EXTRAIT DU DOCUMENT:

L'Australie a du mal à maintenir opérationnels ses six sous-marins à propulsion diesel actuels; elle veut maintenant construire huit sous-marins à propulsion nucléaire, bien qu'elle ne dispose ni de la main-d'œuvre qualifiée ni de l'infrastructure nucléaire nécessaire.

Il s'agit d'une histoire d'achats militaires géopolitiques devenus fous.

L'Australie est une nation insulaire dont la survie même dépend de sa capacité à accéder aux lignes de communication maritimes stratégiques (SLOC) afin que les liaisons commerciales essentielles puissent fonctionner de manière durable. En bref, si une nation ou un groupe de nations devait couper les liaisons maritimes de l'Australie avec le reste du monde, le pays finirait par s'étioler et mourir.

(Entrées de pointage d'objets nommés)
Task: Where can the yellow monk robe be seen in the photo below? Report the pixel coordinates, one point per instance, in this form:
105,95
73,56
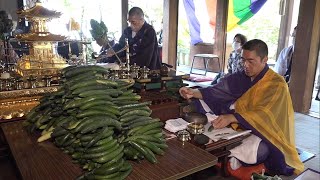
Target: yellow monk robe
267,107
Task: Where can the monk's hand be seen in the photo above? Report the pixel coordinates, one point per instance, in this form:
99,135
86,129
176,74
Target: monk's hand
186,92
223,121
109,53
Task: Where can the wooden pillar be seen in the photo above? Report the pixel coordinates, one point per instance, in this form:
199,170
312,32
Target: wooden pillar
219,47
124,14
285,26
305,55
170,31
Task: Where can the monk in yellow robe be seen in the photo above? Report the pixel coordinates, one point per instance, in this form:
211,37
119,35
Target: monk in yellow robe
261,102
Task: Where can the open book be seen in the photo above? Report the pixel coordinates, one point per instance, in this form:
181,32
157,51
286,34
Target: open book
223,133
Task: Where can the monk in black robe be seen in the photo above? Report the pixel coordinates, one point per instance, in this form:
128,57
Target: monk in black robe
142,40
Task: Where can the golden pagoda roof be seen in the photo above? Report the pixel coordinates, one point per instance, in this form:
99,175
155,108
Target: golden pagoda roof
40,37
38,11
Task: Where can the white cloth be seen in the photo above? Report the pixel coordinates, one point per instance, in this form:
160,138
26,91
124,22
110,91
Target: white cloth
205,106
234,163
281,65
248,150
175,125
* * *
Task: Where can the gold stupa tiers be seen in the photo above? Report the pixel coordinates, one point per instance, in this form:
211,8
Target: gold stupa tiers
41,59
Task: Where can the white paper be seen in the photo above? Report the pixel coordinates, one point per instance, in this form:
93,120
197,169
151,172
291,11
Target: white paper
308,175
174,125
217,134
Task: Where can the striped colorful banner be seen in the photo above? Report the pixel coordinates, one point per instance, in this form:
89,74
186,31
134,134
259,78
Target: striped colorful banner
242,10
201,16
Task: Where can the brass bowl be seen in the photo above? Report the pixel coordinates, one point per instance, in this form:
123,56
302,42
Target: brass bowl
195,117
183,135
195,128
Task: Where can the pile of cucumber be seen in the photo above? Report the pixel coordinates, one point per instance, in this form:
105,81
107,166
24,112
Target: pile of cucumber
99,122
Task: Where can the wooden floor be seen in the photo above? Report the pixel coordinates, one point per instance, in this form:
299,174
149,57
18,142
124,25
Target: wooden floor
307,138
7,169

CONSIGNES DE L'EXERCICE:
**A)** Relevez tous les verbes à l'infinitif présents dans l'extrait sur les sous-marins australiens, dans leur ordre d'apparition.
**B)** D'après l'extrait sur les sous-marins australiens, combien de sous-marins à propulsion nucléaire l'Australie veut-elle construire ?
**C)** Reprenez l'extrait sur les sous-marins australiens à la suite de sa dernière phrase et prolongez-le.

RÉPONSES ATTENDUES:
**A)** maintenir, construire, accéder, fonctionner, couper, s'étioler, mourir

**B)** Huit.

**C)**
Malgré son impressionnante masse terrestre, l'Australie est une nation relativement petite, avec une population d'un peu moins de 26 millions d'habitants (ce qui la place au 55e rang mondial) et un PIB de 1,3 billion de dollars (13e rang mondial). Le budget de la défense pour 2021 prévoit que l'Australie dépense 2,1 % de son PIB, soit environ 44,6 milliards de dollars australiens. Un peu moins de 16 milliards de dollars australiens ont été consacrés à la marine australienne, qui compte près de 50 navires en service et plus de 16.000 personnels à son service.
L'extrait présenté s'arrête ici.